##### Data supplied
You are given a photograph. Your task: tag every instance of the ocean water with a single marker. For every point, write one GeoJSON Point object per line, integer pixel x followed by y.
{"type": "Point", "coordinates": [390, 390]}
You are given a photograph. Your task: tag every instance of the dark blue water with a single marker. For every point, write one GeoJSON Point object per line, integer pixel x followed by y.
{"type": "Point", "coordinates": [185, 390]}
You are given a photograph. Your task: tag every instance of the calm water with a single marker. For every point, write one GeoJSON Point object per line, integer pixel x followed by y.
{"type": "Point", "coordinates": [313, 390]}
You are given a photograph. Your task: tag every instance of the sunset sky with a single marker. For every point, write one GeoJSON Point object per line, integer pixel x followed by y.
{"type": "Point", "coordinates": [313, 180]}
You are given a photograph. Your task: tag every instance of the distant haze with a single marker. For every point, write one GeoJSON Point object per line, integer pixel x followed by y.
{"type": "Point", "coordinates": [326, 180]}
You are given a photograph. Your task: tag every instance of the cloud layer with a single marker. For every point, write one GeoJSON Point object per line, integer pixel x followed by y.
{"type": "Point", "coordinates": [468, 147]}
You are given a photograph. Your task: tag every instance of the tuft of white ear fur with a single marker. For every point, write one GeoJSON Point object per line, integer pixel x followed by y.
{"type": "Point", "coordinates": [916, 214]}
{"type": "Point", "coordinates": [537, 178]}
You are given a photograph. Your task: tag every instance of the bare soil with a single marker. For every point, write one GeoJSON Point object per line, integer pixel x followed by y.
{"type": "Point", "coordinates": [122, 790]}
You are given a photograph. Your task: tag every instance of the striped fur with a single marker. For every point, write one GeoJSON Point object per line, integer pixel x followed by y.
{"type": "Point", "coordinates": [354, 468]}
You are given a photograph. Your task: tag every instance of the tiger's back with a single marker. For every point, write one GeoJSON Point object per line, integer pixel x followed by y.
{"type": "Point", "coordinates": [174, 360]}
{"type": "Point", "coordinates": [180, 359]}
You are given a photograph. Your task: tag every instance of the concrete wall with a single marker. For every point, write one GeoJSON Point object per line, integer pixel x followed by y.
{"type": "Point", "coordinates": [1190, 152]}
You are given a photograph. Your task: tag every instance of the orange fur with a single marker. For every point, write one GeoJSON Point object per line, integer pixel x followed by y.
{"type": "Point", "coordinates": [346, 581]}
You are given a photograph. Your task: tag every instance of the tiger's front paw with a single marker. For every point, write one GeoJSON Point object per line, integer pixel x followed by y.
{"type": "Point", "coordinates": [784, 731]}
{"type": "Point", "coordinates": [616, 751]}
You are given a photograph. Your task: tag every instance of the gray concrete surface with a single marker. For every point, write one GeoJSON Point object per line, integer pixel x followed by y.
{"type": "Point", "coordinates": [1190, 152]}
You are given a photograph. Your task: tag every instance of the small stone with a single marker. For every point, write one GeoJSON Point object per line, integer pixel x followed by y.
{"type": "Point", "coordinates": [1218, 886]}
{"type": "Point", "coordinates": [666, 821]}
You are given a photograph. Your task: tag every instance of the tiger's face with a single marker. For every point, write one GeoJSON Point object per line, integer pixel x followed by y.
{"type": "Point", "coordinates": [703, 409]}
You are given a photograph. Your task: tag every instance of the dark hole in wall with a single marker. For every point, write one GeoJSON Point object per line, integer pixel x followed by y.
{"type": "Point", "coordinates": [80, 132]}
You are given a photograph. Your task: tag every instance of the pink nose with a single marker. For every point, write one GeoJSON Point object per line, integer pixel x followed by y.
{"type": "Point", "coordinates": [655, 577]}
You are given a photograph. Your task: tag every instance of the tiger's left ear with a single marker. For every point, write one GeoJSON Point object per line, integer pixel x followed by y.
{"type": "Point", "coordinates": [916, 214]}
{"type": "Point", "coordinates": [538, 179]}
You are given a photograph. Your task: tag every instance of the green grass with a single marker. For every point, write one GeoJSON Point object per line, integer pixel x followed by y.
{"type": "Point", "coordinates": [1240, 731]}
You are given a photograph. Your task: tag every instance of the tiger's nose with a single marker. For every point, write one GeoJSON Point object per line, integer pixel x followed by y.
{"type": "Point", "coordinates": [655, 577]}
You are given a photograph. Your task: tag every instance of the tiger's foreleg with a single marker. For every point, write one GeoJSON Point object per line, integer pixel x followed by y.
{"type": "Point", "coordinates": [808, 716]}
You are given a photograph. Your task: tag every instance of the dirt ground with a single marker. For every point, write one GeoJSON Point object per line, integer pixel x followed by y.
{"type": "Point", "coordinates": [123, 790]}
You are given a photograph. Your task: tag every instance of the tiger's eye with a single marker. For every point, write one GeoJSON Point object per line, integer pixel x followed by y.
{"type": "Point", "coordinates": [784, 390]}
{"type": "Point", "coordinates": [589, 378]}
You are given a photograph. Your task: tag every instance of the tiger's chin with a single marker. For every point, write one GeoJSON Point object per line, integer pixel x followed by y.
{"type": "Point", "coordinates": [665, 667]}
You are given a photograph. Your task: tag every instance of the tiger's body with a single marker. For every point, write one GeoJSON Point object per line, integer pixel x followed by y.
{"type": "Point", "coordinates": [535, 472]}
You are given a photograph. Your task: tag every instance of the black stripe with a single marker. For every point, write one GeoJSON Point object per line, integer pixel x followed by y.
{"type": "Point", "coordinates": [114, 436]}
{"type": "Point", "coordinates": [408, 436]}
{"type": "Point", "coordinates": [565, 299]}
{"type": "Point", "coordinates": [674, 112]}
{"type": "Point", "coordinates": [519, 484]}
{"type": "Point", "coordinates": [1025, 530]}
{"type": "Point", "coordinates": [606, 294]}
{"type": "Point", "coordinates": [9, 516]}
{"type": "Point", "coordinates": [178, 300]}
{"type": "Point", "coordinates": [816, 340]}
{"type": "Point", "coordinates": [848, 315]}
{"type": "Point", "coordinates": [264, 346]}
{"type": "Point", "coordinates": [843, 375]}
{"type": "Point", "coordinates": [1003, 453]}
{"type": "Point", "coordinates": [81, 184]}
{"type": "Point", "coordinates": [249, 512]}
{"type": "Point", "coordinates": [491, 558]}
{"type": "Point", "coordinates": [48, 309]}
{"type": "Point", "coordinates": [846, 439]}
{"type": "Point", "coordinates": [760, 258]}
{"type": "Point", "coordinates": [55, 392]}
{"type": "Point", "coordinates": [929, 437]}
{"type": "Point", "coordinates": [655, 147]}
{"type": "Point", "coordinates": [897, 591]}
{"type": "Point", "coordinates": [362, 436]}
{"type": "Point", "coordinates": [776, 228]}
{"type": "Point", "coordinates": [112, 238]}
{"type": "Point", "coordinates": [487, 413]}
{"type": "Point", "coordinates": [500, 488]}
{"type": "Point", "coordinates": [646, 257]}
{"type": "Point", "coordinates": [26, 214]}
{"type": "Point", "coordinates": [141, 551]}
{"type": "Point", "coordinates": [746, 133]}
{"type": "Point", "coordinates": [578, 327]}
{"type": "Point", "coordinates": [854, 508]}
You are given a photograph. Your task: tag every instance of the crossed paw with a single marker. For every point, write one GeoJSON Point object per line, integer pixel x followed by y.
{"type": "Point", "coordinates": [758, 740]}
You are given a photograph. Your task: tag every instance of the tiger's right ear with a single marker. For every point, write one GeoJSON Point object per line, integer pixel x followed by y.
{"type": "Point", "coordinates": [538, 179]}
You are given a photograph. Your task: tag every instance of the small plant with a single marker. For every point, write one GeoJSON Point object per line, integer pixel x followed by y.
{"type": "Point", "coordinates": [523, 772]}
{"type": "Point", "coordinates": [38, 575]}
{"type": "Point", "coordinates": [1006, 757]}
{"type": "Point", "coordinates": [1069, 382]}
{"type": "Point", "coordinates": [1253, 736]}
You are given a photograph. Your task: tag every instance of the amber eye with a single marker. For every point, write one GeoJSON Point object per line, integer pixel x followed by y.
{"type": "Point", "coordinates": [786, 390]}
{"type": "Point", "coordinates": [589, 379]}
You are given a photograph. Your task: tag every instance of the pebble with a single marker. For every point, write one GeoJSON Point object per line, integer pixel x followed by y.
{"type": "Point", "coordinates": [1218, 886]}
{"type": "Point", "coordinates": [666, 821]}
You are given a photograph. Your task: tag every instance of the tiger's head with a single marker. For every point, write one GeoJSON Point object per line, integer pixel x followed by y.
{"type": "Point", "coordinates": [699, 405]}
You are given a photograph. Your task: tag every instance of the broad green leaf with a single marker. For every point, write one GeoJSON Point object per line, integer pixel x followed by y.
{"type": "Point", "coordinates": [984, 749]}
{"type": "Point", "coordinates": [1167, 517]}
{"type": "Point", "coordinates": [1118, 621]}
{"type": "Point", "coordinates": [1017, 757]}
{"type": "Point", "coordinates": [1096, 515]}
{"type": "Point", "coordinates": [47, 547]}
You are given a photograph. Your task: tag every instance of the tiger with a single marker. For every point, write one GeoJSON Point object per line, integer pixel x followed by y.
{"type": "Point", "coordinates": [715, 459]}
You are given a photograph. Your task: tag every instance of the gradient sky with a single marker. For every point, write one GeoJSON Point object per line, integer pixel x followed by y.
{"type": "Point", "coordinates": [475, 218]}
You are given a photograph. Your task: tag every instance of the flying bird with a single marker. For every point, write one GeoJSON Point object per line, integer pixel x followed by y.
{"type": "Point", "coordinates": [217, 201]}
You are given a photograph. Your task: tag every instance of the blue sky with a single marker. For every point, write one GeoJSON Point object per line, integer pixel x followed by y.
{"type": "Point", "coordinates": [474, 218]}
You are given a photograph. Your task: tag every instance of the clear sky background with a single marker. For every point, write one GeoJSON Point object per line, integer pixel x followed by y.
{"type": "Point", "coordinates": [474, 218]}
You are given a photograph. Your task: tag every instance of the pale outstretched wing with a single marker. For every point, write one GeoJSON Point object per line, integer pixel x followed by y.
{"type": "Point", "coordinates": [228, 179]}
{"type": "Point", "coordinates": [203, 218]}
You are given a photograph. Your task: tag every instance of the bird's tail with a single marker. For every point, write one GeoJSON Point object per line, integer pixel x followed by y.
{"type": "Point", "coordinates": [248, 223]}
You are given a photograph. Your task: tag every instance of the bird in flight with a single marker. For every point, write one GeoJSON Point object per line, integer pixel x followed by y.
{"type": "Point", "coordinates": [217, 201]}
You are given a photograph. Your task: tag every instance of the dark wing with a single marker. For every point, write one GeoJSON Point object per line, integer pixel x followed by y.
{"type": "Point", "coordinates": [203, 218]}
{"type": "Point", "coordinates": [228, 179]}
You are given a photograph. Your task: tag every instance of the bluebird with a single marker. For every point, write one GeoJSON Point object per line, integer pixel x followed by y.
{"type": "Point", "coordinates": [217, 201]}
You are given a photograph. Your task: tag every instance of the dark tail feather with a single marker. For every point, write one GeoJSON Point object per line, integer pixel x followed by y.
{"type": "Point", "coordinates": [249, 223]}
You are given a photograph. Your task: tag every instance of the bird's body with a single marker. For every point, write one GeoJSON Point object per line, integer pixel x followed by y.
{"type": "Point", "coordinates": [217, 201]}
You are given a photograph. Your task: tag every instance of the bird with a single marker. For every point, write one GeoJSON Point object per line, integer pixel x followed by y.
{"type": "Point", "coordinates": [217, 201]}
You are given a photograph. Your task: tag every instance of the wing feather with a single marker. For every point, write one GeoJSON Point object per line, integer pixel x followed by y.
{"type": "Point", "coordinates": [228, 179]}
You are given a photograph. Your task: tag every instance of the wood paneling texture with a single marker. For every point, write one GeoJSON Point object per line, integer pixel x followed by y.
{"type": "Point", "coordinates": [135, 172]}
##########
What you are asked to do. Rewrite everything from the line containing "of the wing" down to the end of the items, keeping every line's wording intact. Shift each coordinate in the answers by adding 143 to it.

Output.
You are given a photograph. Your task: tag every instance of the wing feather with a single marker. For every point, write one GeoJSON Point object per line, integer pixel x followed by y.
{"type": "Point", "coordinates": [371, 322]}
You are given a photograph. Your task: tag every instance of the wood paneling texture with a single marker. For every point, write one GeoJSON Point object per line, integer pixel x followed by y.
{"type": "Point", "coordinates": [278, 315]}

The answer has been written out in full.